» **Record set**

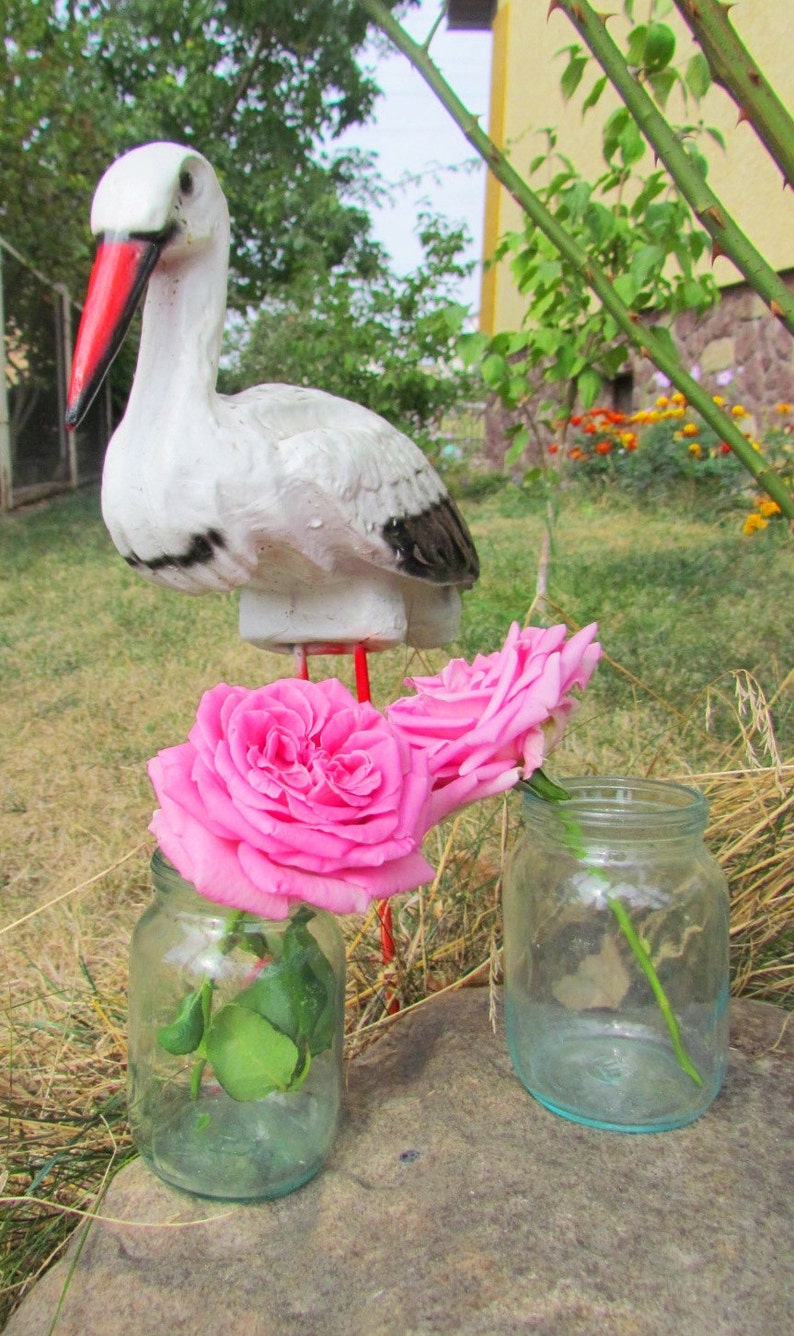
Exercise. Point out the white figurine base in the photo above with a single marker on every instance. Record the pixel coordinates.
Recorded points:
(374, 616)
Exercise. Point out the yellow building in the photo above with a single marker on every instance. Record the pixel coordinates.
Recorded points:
(525, 98)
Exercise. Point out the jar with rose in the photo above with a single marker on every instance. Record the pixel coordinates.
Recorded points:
(286, 806)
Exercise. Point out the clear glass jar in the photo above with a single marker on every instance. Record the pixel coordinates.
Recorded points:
(235, 1042)
(616, 955)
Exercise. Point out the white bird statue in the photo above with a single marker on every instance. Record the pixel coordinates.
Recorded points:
(332, 523)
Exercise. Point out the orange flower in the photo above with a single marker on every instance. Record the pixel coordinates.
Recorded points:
(753, 523)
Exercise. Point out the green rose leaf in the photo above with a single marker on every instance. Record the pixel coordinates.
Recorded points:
(273, 994)
(317, 982)
(250, 1057)
(185, 1033)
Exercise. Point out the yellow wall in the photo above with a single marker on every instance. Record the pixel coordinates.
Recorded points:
(525, 98)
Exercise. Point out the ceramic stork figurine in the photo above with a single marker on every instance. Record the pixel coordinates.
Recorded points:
(333, 525)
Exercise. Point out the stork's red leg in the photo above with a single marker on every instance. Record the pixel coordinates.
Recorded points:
(364, 694)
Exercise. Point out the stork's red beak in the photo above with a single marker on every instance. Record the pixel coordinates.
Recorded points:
(118, 278)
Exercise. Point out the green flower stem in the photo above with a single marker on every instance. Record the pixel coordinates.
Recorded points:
(575, 843)
(647, 967)
(639, 336)
(735, 71)
(727, 237)
(206, 990)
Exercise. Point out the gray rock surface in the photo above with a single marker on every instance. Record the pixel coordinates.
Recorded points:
(455, 1203)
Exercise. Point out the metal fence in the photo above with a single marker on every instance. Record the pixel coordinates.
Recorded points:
(38, 456)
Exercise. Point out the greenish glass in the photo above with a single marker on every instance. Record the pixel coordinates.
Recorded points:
(616, 955)
(235, 1042)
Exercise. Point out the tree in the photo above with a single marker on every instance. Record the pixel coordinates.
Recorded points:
(365, 334)
(636, 74)
(251, 86)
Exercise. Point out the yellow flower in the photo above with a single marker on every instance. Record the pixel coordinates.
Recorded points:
(753, 523)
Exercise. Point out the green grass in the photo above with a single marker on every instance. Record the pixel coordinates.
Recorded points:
(99, 670)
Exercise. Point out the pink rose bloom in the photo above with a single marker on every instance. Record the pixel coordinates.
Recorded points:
(293, 791)
(487, 724)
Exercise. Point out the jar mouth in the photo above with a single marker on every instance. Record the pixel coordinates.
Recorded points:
(596, 802)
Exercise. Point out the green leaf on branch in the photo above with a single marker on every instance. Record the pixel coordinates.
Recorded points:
(544, 787)
(659, 47)
(635, 52)
(250, 1057)
(698, 76)
(317, 1001)
(588, 385)
(296, 993)
(186, 1032)
(572, 72)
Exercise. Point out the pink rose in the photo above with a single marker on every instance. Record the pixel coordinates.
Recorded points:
(293, 791)
(485, 724)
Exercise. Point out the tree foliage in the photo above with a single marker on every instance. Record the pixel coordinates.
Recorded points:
(251, 86)
(364, 333)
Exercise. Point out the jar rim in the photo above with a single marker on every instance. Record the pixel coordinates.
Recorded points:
(598, 800)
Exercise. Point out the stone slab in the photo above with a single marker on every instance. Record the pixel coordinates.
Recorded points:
(455, 1203)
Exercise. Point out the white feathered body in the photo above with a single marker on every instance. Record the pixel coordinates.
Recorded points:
(333, 524)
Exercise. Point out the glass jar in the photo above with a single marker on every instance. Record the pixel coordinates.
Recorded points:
(616, 955)
(235, 1042)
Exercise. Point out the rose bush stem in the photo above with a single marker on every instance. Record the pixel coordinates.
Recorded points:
(639, 336)
(734, 70)
(727, 237)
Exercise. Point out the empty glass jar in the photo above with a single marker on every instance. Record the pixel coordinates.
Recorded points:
(235, 1042)
(616, 955)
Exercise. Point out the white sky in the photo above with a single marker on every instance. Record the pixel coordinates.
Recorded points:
(413, 134)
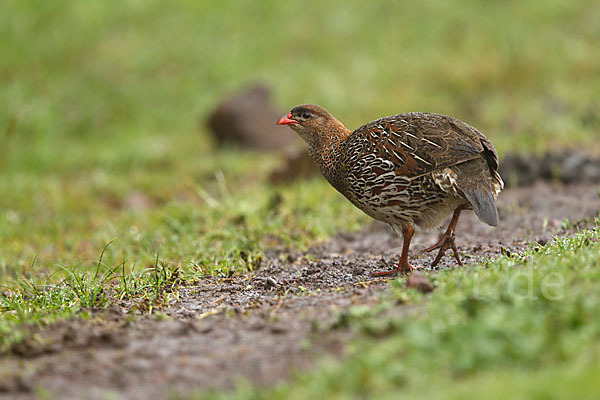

» **Assignment**
Copy out all lines from the material above that contain the string "stork".

» **Written response**
Exercise. Point out the ceramic stork figurine in the photo above with a single marker on every instance. Record the pixel coordinates.
Exercise. Point out the stork's red leg in the photo above with a single marker on every instance. Record the pixel coordinates.
Exercise. Point out the stork's red beak in the photo above with a single marker on every instance. Record the pixel coordinates.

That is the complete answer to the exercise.